Arcadia, which owns high street brands Topshop, Burton, Miss Selfridge and Dororthy Perkins, appointed joint administrators from Deloitte on Monday. 

The retail industry is a “chronically oversupplied market” and is changing at an unprecedented pace, Mr Hyman said.

“Given the change that’s happening, it really requires you to be able to analyse accurately what those changes are, what the implications are and to align your business accordingly. 

“That’s never been his strong suit. It’s never been his strong suit to take any advice from anyone either.”

He praised Sir Philip’s aptitude for striking deals and trading but said he had many weaknesses. 

“He saw getting the most out of the assets that he acquired as stripping every element of cost that he could out of the business and taking cash out now. 

“What he didn’t appreciate is that sometimes you have to leave some cash in to invest in tomorrow’s cash generation, not merely focus on today’s,” he said.

Earlier, Arcadia boss Ian Grabiner said that the “forced closure of our stores for prolonged periods, has severely impacted on trading across all of our brands.”

“Throughout this immensely challenging time our priority has been to protect jobs and preserve the financial stability of the group in the hope that we could ride out the pandemic and come out fighting on the other side. 

“Ultimately, however, in the face of the most difficult trading conditions we have ever experienced, the obstacles we encountered were far too severe,” he said.

The group employs 13,000 people, with some 9,294 members of staff on furlough. No redundancies have been announced and stores will continue to trade.

Joint administrator Matt Smith said lockdowns and “broader challenges facing bricks and mortar retailers” had caused a “critical funding requirement” and the administration.

Arcadia was acquired by Sir Philip in 2002 for £850 million. 

The company traces its history back to the Burton Group, a menswear brand launched in 1903 by Lithuanian émigré Meshe David Osinsky, who later changed his name to Montague Burton. 

Sir Montague, who launched the business at 18 with £100 he had borrowed, was knighted in 1931 for services to industrial relations and died in 1952.

Sir Philip was approached for comment through Arcadia but had not replied by the time of publication.

**List of tasks:**
1 > Answer these questions using the article on Arcadia.
(a) How many people does the group employ?
(b) In what year did Sir Philip acquire Arcadia, and for how much?
(c) At what age did Montague Burton launch his business?
2 > Quote the article on Arcadia, everything from "Arcadia was acquired" down to "to Montague Burton.".
3 > Translate this sentence from the article on Arcadia into Spanish: "Arcadia was acquired by Sir Philip in 2002 for £850 million."

**Data extract:**

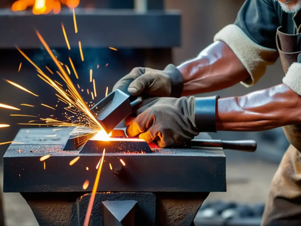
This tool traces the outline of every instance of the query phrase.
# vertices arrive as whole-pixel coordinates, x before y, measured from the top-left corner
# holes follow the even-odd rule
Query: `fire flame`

**Expected results:**
1 >
(a) 13,000 people
(b) In 2002, for £850 million
(c) At 18

2 >
Arcadia was acquired by Sir Philip in 2002 for £850 million. 

The company traces its history back to the Burton Group, a menswear brand launched in 1903 by Lithuanian émigré Meshe David Osinsky, who later changed his name to Montague Burton.

3 > Arcadia fue adquirida por Sir Philip en 2002 por 850 millones de libras esterlinas.